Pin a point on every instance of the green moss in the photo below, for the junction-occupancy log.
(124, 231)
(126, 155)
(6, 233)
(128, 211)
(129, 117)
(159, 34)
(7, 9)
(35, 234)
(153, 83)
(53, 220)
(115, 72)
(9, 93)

══════

• [REQUIRED ACTION]: Each entry must be set down exactly as it appears.

• [ANSWER AREA]:
Pin a point on every instance of the green moss in the photo below, for the junction-occupancy log.
(124, 231)
(126, 155)
(6, 233)
(128, 211)
(129, 117)
(159, 34)
(7, 9)
(35, 234)
(153, 83)
(53, 220)
(115, 72)
(9, 93)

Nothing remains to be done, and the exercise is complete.